Problem statement.
Turn every line of the records below into a numbered list, skipping any blank lines.
——
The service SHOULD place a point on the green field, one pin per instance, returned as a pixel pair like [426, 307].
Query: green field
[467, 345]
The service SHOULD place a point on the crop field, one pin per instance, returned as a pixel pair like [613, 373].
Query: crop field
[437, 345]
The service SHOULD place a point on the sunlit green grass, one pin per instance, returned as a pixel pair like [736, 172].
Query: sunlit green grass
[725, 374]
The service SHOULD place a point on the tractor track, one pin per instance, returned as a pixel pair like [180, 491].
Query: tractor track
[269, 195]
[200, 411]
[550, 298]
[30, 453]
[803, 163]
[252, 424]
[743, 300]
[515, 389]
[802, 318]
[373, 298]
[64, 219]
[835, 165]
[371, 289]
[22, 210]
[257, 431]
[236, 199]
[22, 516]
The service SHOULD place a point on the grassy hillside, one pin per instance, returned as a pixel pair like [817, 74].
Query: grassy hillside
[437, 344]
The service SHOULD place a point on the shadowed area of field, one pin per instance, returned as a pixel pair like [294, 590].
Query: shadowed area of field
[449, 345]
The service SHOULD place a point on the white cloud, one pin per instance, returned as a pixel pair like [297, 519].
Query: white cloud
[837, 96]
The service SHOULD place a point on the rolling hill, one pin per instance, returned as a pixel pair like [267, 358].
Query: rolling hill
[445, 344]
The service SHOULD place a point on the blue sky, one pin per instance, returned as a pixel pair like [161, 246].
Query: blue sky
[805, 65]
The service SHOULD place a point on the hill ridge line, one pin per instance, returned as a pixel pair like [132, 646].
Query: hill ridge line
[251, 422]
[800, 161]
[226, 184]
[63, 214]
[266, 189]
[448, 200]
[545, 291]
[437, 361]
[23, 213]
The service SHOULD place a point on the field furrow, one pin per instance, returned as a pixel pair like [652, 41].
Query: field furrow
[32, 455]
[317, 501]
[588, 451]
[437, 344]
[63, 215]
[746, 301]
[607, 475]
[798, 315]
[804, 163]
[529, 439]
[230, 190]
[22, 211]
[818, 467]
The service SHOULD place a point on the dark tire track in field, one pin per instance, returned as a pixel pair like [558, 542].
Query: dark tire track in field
——
Written solution.
1. The service SHOULD place a point on the green field, one pin per instance, returned as a pixel pair like [426, 307].
2. Query: green field
3. [467, 345]
4. The service SHOULD place a point on the crop field, one pin per instance, returned as a pixel pair like [613, 373].
5. Query: crop field
6. [437, 345]
7. The service SHOULD place a point on the sunlit green grass, one pin per instance, returned as a pixel pair like [736, 172].
8. Query: sunlit green grass
9. [725, 374]
10. The service SHOULD place a point on the tractor track, one pin per instance, returned as a pixel pair like [180, 491].
11. Query: tractor track
12. [269, 195]
13. [200, 411]
14. [550, 298]
15. [30, 453]
16. [803, 163]
17. [252, 424]
18. [743, 300]
19. [515, 389]
20. [802, 318]
21. [373, 298]
22. [64, 219]
23. [835, 165]
24. [371, 289]
25. [22, 210]
26. [257, 431]
27. [236, 199]
28. [22, 516]
29. The service SHOULD place a point on the grassy hillside, one pin per instance, returned as a pixel pair like [817, 74].
30. Query: grassy hillside
31. [437, 344]
32. The service SHOULD place a point on the shadowed area of field, one pin per instance, returned as a pixel pair like [294, 590].
33. Query: shadowed area of field
34. [449, 345]
35. The service SHOULD place a point on the white cloud, one pin per instance, returned as a pixel pair like [297, 519].
36. Query: white cloud
37. [837, 96]
38. The service SHOULD place a point on the rolling hill, one pin per instance, returned as a pixel pair like [267, 358].
39. Query: rolling hill
40. [445, 344]
41. The service SHOULD place a point on the blue sky, one pin per instance, returned as a pixel pair like [161, 246].
42. Query: blue sky
43. [805, 65]
44. The service SHOULD place a point on the hill ridge line, one pin per instance, returned as a pixel pair like [132, 646].
45. Query: hill ridge line
46. [251, 422]
47. [800, 161]
48. [226, 184]
49. [63, 214]
50. [266, 189]
51. [448, 200]
52. [545, 291]
53. [437, 361]
54. [23, 213]
55. The service SHOULD place a point on the field furrow, one pin per instance, returned as a pixel pair like [652, 41].
56. Query: field furrow
57. [32, 455]
58. [317, 501]
59. [588, 451]
60. [437, 344]
61. [63, 215]
62. [746, 301]
63. [607, 475]
64. [798, 315]
65. [804, 163]
66. [529, 439]
67. [230, 190]
68. [22, 211]
69. [818, 467]
70. The service SHOULD place a point on the dark tire track in field, one pin per instance, returned as a pixel pair like [558, 542].
71. Query: dark tire track in field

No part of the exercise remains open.